(Point annotation records)
— begin —

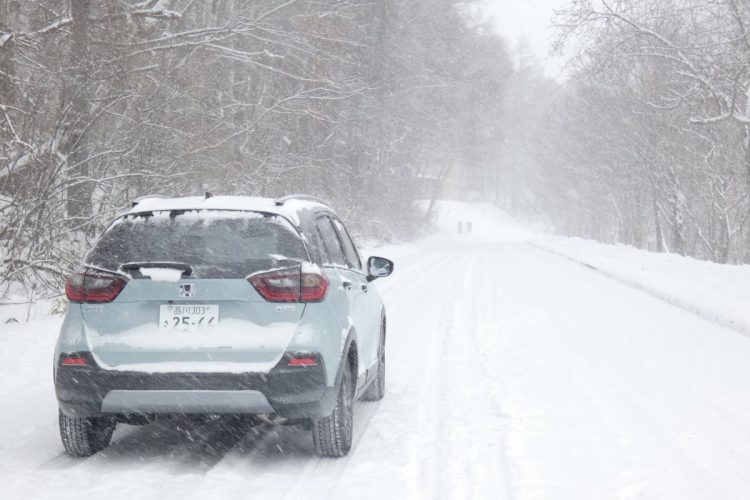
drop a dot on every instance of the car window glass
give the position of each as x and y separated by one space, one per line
216 244
335 254
350 250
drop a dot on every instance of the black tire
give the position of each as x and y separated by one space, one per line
332 435
376 390
82 437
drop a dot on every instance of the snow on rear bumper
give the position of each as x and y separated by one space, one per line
288 391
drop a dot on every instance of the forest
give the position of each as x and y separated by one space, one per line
358 101
643 140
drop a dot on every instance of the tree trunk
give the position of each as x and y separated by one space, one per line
74 146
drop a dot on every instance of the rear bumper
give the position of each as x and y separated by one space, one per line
288 391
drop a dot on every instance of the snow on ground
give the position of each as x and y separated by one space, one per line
512 373
719 291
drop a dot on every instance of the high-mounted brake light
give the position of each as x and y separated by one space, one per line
93 288
303 362
290 285
75 362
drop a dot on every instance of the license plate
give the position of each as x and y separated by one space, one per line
188 316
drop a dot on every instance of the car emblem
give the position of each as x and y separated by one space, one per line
187 290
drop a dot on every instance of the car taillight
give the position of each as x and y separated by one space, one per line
74 359
93 288
290 285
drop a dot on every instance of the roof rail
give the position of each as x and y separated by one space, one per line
146 197
305 197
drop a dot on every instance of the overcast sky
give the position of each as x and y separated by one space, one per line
528 20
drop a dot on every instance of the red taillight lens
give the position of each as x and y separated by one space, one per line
290 285
93 288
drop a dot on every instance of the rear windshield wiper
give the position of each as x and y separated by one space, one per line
180 266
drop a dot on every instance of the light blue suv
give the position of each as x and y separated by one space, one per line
221 305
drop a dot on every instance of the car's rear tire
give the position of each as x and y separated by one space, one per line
332 435
376 390
82 437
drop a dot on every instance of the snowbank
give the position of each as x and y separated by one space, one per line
717 292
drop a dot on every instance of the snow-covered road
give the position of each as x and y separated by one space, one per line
512 373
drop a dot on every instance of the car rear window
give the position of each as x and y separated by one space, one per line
215 244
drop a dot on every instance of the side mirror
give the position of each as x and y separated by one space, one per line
378 267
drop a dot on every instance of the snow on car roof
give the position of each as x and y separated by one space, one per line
289 209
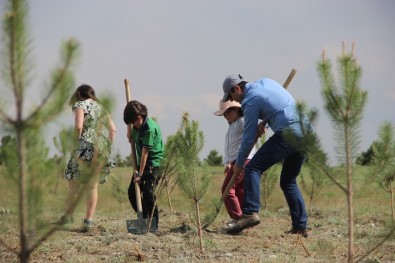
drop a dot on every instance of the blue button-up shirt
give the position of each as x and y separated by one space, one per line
266 100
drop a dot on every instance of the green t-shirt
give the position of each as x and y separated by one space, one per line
149 136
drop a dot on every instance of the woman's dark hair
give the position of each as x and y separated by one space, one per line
133 110
236 109
242 84
83 92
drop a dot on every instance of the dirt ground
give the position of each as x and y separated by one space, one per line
177 241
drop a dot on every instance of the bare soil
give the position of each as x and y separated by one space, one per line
177 241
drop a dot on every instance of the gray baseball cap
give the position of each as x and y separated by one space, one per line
229 82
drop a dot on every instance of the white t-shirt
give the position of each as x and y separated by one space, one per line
233 139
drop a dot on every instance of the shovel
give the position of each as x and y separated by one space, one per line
135 226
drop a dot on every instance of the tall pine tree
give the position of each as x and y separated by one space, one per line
27 161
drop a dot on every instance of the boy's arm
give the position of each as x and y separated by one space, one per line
143 161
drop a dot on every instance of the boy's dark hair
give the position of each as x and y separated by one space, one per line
133 110
83 92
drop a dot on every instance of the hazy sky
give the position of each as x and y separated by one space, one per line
176 54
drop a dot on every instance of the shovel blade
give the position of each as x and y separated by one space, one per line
137 226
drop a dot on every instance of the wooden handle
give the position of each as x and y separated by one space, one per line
290 77
133 150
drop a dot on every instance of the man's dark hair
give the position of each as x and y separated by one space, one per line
133 110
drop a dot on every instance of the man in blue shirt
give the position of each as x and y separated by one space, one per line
268 101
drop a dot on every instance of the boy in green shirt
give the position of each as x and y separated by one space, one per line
147 137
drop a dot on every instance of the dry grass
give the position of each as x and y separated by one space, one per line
178 241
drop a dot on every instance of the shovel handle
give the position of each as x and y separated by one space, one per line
133 150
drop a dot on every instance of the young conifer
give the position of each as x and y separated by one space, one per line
193 176
27 164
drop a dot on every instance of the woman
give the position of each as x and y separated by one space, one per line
90 158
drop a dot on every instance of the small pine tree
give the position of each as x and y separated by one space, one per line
194 178
213 159
384 161
345 104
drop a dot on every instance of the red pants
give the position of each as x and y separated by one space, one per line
234 201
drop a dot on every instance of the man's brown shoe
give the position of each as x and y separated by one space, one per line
245 221
299 231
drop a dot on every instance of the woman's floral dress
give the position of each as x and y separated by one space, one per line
93 140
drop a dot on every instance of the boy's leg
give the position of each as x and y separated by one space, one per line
132 195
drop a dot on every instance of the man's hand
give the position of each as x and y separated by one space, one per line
227 167
262 128
238 171
136 177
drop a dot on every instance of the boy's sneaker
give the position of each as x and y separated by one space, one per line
65 220
299 231
88 225
231 223
244 222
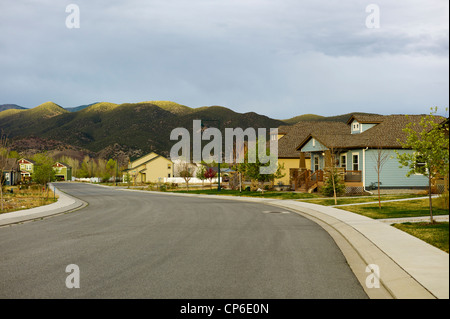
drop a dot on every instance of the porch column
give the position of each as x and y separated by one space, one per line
328 159
302 160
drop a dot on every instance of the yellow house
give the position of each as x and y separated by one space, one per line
288 156
150 168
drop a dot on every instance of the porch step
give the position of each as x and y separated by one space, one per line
312 188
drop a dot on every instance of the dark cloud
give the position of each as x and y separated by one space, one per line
279 58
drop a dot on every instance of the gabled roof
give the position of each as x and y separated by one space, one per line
388 133
29 161
366 118
11 164
297 133
63 164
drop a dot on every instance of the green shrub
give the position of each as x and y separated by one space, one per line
442 201
327 188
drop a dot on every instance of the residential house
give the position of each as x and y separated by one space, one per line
11 172
352 148
26 168
289 137
149 168
63 172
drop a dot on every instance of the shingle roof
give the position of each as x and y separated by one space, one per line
296 134
388 133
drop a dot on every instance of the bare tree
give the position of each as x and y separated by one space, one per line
5 163
381 156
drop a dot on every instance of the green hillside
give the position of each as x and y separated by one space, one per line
143 127
135 128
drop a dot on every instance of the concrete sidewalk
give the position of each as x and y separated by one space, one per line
64 204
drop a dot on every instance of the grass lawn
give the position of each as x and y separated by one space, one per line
435 234
25 199
357 199
267 194
412 208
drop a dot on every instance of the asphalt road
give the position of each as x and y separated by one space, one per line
137 245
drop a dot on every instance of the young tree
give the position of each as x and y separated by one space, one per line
253 170
5 162
431 150
186 171
381 156
201 174
210 174
43 169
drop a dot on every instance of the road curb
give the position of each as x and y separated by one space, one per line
409 269
65 204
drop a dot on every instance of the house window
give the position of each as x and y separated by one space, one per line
343 162
355 162
316 163
420 166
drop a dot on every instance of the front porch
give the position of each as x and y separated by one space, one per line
307 181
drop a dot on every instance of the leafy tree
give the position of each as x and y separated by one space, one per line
186 172
431 150
201 173
253 170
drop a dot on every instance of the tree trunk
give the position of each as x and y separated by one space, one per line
430 200
379 196
334 187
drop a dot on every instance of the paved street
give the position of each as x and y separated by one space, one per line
138 245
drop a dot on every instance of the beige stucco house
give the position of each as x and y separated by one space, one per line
150 168
288 156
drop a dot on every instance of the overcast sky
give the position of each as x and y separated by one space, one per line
280 58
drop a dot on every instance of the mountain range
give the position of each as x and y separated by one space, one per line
108 130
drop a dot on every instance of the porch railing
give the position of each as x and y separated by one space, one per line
353 176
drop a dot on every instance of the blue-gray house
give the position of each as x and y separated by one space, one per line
353 148
10 174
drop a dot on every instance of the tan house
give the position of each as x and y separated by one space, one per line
26 168
289 137
150 168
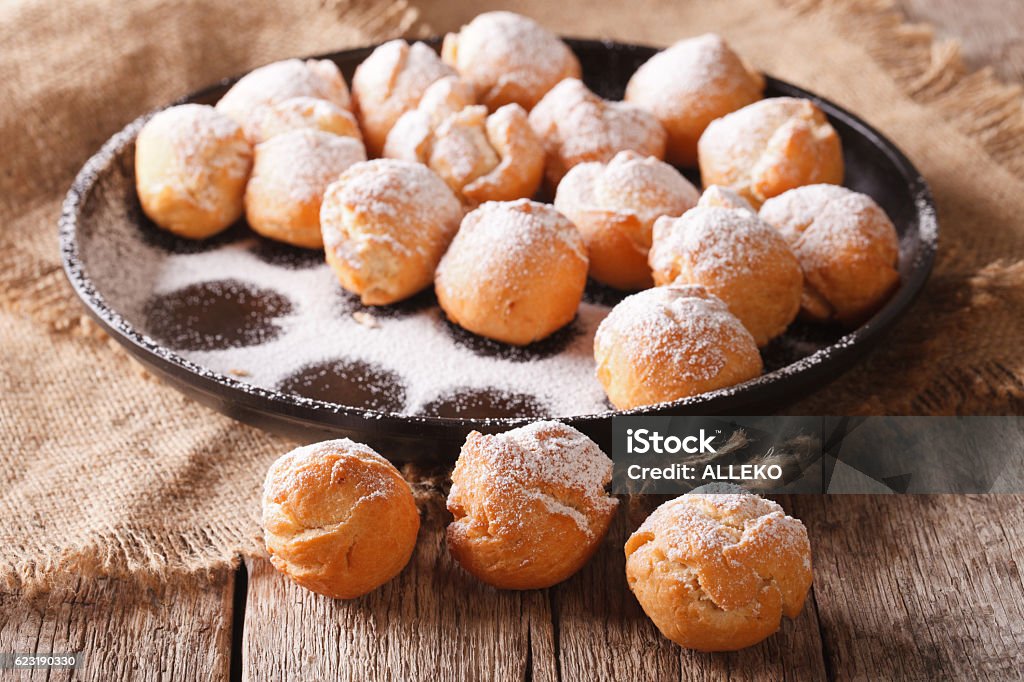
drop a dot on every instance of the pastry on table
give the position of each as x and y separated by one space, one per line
738 258
689 85
290 175
482 158
276 82
515 272
847 246
509 58
717 572
385 225
299 113
578 126
771 146
672 342
192 165
390 82
338 518
529 505
614 205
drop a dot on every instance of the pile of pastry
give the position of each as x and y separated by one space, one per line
462 142
715 572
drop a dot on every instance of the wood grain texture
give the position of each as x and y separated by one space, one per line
432 622
126 633
919 587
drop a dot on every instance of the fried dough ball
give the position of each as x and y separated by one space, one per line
672 342
738 258
770 146
846 245
689 85
614 206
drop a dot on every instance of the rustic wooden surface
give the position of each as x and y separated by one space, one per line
905 587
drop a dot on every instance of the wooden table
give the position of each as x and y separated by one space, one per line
905 587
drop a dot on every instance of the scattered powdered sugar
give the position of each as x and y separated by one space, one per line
826 221
302 163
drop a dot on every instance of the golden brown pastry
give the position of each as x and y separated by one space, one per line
578 126
717 572
515 271
276 82
672 342
738 258
299 113
689 85
192 164
390 82
614 206
338 518
529 505
290 175
509 58
410 137
846 245
482 158
770 146
386 224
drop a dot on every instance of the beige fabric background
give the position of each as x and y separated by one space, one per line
104 471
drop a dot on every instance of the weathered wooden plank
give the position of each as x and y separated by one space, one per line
919 587
604 634
432 622
125 632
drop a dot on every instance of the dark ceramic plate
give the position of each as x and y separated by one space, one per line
205 332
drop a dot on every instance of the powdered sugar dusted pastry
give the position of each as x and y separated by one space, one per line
847 246
291 172
718 197
509 58
770 146
614 206
689 85
390 82
409 139
338 518
738 258
578 126
276 82
514 272
672 342
303 113
386 224
529 505
717 572
192 164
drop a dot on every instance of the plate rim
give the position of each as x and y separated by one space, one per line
298 409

— end —

◆ **INSTRUCTIONS TO FOLLOW**
Only the lines from the one that contains "drop a dot on every instance of the pile" to the end of the entries above should be given again, exactly and in full.

◆ **WRITTEN RESPONSE**
drop a dot on every instance of the pile of pastry
give the position of each as x and y separated by one space, one per line
462 142
715 572
drop a dot on every instance of the wood grain texture
give the position of each as x and y separated by one space, one per line
432 622
126 633
919 587
drop a dot on every instance of the fried dough ball
give the position of each as x and y separated by one space, one per line
672 342
738 258
770 146
846 245
689 85
614 206
drop a dot on every instance of the rustic wooden surface
give the position of each as x and y separated by one space, one per line
905 587
drop a dot on every instance of the wooden table
give the position of each as x and y separated by one space, one per line
905 587
drop a dot on every instance of the scattered powdered sugar
give the position of each as x and y separated by one space, one per line
826 221
302 163
drop a dot on every instance of the golden brown pastry
give the position of each as x and y separated by one space, one per line
578 126
717 572
515 271
276 82
672 342
738 258
299 113
689 85
192 164
390 82
614 206
338 518
529 505
290 175
509 58
410 137
846 245
482 158
770 146
386 224
drop a dot on every instance of the beige fabric background
give the position of each as x and y separated by one space, one per line
104 471
drop a dot on every instance of the weathered wooden plank
give the position of each as x and y separated by one space, one per line
919 587
604 634
432 622
125 632
drop a dot on every instance of the dark ceramic plate
give the position of each as x and y separated by one space, one per line
205 332
drop a dot on every instance of the powdered sugar dusted pastry
give the position of each as x and y separated by one space, one per line
847 246
291 172
718 197
509 58
770 146
614 206
689 85
390 82
409 139
338 518
738 258
578 126
276 82
514 272
672 342
303 113
386 224
529 505
717 572
192 164
drop a dot on every instance of the plate rim
give the position of each as x and y separated by one space, one per line
298 409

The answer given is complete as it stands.